▸ **Text segment**

%%

Thursday 20 August 2015

Neato problems continues, can't relax, no movie.

So I could not sit down, relax and watch this movie. Because my Neato XV Signature pro is confused again. Messing around on the floor near the TV. *sigh*, it worked perfectly yesterday.

I looked forward to enjoying this movie.

*sigh*, so this day started good. I was feeling positive and motivated. But now it is all destoyed. Now I feel depressed, unmotivated. Getting those microsleeps again. Difficult to keep my mind awake.

I have filmed the Neato when it is behaving stupid. So now I have this video to show when  time.


I'm sorry for the scuba diving Darth Vader breathing in the background, but that is just how things are with me right now.

I wonder if they give customers broken units just to see if they are REALLY broken. I mean, maybe they could not simulate the error at the service station.

%%

▸ **Available data**

%%

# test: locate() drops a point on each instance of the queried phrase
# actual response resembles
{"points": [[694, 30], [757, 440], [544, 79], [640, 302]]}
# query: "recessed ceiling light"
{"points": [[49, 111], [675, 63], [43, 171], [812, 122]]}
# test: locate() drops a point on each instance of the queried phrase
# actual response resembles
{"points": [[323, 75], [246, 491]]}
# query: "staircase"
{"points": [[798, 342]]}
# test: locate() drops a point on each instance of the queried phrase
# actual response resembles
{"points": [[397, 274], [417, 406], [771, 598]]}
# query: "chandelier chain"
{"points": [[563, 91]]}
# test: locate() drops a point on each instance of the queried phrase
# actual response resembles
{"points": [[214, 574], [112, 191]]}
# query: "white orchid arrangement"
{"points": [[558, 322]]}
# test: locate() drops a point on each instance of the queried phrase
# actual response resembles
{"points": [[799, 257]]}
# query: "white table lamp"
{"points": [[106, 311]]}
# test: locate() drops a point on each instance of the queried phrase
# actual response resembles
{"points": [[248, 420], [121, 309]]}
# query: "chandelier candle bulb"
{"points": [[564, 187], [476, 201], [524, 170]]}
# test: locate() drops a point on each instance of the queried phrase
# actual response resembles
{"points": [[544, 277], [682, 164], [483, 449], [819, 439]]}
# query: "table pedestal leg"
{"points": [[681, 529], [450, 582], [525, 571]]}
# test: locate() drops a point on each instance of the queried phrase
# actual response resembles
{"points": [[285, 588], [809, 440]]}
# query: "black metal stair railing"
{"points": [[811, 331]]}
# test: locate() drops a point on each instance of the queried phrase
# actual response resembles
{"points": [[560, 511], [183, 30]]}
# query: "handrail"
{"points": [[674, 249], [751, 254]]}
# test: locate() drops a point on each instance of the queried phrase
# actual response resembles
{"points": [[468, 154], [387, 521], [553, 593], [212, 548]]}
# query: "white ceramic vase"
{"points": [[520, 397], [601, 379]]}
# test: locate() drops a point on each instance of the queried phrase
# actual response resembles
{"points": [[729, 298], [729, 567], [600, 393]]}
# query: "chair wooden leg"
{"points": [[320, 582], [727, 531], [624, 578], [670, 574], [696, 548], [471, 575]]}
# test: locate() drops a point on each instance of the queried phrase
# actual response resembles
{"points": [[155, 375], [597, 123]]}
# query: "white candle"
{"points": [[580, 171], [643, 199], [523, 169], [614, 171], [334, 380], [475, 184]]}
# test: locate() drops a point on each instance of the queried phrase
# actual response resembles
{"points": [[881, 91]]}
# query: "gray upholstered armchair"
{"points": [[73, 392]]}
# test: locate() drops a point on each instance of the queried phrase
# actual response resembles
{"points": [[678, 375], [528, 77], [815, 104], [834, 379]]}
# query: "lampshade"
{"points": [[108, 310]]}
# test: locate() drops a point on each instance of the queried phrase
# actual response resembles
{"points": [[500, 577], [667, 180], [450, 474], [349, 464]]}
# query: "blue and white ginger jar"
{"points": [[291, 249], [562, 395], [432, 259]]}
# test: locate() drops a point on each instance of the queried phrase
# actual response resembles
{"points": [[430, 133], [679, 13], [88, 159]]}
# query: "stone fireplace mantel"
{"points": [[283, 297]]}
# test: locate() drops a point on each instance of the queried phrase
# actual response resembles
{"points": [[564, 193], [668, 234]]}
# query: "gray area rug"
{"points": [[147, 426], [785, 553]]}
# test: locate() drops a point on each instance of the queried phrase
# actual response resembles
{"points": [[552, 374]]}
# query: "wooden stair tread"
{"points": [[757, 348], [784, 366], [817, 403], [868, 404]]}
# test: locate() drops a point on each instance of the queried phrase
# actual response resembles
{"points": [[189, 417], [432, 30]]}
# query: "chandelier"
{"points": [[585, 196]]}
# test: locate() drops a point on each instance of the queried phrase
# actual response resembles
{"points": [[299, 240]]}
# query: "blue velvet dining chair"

%%

▸ **What you need to do**
Reproduce verbatim the passage of the blog entry about the Neato from "So I could not" to "me right now.".

▸ **Exercise response**
So I could not sit down, relax and watch this movie. Because my Neato XV Signature pro is confused again. Messing around on the floor near the TV. *sigh*, it worked perfectly yesterday.

I looked forward to enjoying this movie.

*sigh*, so this day started good. I was feeling positive and motivated. But now it is all destoyed. Now I feel depressed, unmotivated. Getting those microsleeps again. Difficult to keep my mind awake.

I have filmed the Neato when it is behaving stupid. So now I have this video to show when  time.


I'm sorry for the scuba diving Darth Vader breathing in the background, but that is just how things are with me right now.